▶ YOUR ASSIGNMENT
Wherever a line in the records contains the word "tree", return that line.

Natural-language object grounding data:
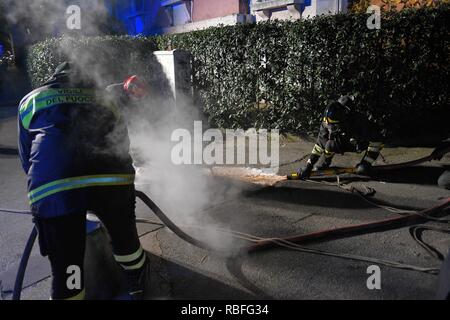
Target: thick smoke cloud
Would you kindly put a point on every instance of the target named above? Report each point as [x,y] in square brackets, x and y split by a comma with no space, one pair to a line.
[182,191]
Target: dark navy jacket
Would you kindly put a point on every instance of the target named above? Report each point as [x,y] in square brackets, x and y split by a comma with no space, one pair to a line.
[71,138]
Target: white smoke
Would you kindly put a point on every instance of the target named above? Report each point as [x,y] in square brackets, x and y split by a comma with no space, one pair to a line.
[183,192]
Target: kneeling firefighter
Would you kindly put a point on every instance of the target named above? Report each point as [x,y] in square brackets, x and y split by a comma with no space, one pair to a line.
[74,147]
[343,130]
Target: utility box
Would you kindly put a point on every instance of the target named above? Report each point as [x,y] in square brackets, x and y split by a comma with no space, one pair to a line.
[177,67]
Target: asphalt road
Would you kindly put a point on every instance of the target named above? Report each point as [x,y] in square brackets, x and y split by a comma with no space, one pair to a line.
[290,208]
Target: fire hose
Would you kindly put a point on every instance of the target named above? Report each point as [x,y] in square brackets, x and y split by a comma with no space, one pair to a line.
[288,242]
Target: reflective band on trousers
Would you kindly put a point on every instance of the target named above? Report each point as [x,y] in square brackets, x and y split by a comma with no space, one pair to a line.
[79,182]
[329,120]
[317,150]
[52,97]
[132,261]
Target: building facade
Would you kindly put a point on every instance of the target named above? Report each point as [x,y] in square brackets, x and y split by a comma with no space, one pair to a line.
[176,16]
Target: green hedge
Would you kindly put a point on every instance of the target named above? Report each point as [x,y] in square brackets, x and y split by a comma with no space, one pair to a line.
[107,58]
[281,74]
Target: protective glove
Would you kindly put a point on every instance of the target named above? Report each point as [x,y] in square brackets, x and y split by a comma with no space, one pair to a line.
[305,172]
[363,168]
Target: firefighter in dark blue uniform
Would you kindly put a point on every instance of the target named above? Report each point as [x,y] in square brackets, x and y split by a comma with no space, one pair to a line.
[74,147]
[343,130]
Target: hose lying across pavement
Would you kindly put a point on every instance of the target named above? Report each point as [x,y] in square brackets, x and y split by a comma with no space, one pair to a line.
[291,242]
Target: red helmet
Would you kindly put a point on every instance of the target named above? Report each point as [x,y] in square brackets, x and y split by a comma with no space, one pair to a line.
[135,87]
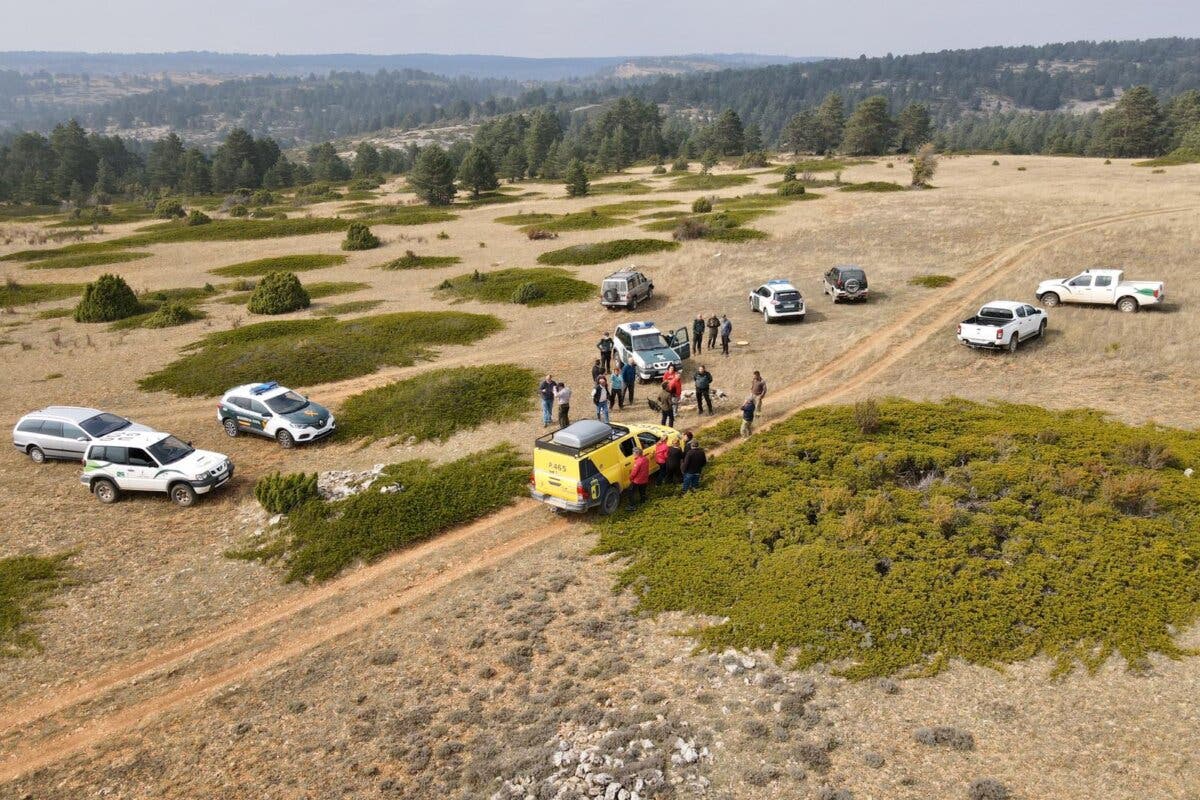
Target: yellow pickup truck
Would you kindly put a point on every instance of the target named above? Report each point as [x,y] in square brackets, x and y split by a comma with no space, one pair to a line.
[587,463]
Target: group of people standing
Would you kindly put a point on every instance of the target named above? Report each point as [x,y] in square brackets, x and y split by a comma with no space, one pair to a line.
[717,326]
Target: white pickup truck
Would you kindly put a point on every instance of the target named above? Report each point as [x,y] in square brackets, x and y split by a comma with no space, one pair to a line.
[1002,324]
[1103,288]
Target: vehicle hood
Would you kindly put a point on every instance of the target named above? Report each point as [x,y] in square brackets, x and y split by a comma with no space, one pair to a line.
[311,414]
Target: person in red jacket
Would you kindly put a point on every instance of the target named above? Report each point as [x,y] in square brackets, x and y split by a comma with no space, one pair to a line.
[639,479]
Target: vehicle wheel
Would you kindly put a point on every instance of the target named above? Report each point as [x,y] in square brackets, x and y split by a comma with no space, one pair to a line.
[106,491]
[611,501]
[183,494]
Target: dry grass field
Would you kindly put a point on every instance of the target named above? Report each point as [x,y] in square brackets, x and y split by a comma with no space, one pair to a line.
[171,671]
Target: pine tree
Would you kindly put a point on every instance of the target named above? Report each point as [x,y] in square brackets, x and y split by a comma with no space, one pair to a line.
[477,172]
[869,130]
[576,179]
[432,176]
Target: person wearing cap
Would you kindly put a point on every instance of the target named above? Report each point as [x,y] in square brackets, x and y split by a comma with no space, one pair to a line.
[694,462]
[639,479]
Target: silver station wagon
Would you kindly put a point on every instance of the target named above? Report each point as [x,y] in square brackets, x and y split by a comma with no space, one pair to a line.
[64,432]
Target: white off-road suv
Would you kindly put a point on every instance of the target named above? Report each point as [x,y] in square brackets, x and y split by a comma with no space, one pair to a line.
[778,300]
[274,411]
[148,461]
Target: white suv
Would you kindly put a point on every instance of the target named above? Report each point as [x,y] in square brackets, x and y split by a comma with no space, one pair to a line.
[151,462]
[778,300]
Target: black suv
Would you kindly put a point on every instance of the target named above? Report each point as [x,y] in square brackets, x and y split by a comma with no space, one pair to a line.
[845,283]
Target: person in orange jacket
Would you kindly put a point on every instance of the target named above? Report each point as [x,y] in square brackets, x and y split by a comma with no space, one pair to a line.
[639,479]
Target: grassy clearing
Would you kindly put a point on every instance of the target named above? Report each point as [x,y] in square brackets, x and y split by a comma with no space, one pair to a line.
[893,537]
[550,286]
[411,260]
[707,182]
[24,294]
[931,281]
[605,251]
[349,307]
[310,352]
[441,403]
[25,584]
[85,259]
[279,264]
[873,186]
[619,187]
[322,539]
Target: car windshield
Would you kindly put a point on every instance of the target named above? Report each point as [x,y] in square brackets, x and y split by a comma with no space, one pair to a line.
[648,342]
[103,423]
[287,402]
[171,450]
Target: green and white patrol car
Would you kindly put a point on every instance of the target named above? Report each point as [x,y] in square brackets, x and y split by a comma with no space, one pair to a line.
[149,461]
[274,411]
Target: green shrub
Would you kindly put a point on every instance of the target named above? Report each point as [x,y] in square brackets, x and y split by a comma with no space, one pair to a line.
[411,260]
[439,403]
[931,281]
[25,584]
[310,352]
[171,314]
[169,209]
[951,531]
[527,287]
[280,264]
[359,236]
[279,293]
[280,493]
[106,299]
[606,251]
[322,539]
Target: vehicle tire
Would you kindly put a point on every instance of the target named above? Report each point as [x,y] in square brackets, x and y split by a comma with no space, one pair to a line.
[106,491]
[611,500]
[183,494]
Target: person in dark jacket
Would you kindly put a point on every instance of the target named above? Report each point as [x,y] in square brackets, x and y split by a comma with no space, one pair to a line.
[675,459]
[703,382]
[694,462]
[605,347]
[714,326]
[629,377]
[697,332]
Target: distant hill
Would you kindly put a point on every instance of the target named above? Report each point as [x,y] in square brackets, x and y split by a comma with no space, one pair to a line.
[467,65]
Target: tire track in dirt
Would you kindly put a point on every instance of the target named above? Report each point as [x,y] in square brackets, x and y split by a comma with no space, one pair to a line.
[882,348]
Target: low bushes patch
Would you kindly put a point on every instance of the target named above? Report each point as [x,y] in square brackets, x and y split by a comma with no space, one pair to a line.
[280,264]
[310,352]
[945,530]
[553,286]
[441,403]
[322,539]
[605,251]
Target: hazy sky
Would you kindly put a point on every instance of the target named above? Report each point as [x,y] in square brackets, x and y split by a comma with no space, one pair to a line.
[539,28]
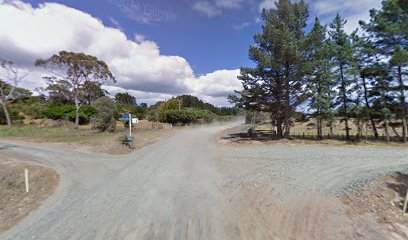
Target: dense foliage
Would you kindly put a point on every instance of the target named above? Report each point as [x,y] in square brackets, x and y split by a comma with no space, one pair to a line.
[104,118]
[361,75]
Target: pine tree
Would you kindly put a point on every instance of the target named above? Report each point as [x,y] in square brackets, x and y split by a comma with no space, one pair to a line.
[319,78]
[342,58]
[276,84]
[389,27]
[365,53]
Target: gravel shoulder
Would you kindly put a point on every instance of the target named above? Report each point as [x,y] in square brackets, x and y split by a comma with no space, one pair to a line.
[189,187]
[15,203]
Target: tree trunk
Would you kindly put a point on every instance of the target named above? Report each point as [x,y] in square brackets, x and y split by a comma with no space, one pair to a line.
[6,112]
[403,106]
[384,96]
[319,117]
[387,135]
[343,86]
[287,104]
[331,128]
[77,109]
[279,127]
[370,114]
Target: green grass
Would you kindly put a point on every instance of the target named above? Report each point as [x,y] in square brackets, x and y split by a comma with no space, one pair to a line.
[54,134]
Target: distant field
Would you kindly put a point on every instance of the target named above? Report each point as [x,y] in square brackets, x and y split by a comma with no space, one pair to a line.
[145,133]
[309,129]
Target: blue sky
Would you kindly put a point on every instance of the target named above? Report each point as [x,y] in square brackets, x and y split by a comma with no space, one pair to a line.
[157,48]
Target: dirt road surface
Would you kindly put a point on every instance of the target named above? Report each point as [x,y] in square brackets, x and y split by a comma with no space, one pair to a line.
[188,187]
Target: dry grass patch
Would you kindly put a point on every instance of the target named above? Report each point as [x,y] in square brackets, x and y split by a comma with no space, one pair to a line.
[15,203]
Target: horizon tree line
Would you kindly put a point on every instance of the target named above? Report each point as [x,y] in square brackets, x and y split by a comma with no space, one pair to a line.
[355,77]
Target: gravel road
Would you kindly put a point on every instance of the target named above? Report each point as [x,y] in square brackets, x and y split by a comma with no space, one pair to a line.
[188,187]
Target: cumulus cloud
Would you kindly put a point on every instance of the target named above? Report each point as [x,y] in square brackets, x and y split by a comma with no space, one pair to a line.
[28,33]
[216,7]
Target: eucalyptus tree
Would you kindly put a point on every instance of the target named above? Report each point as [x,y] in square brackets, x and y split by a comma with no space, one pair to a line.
[77,69]
[11,77]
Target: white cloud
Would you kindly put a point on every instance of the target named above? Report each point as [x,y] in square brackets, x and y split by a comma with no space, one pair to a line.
[242,25]
[216,7]
[28,33]
[215,85]
[206,8]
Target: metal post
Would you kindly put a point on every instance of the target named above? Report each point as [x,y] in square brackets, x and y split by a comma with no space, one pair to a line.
[130,124]
[26,180]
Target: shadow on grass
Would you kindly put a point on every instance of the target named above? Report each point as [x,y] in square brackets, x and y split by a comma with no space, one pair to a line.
[400,185]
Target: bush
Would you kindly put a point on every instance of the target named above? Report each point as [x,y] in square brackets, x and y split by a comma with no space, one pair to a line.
[104,119]
[15,115]
[152,116]
[186,116]
[67,112]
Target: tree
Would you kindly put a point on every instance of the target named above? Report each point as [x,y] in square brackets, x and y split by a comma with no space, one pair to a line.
[9,90]
[389,28]
[276,84]
[366,57]
[342,59]
[125,99]
[319,77]
[93,91]
[399,60]
[104,119]
[77,69]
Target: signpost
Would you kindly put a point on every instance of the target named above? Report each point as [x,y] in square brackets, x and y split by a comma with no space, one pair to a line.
[128,118]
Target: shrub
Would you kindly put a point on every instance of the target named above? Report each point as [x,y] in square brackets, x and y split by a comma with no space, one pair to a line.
[67,112]
[104,119]
[152,116]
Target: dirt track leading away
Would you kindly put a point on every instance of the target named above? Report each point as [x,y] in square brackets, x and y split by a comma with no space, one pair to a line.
[188,187]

▶ YOUR SOLUTION
Target: pine tree
Target: pine tree
Target: tree trunk
Target: horizon tree line
Target: eucalyptus tree
Target: tree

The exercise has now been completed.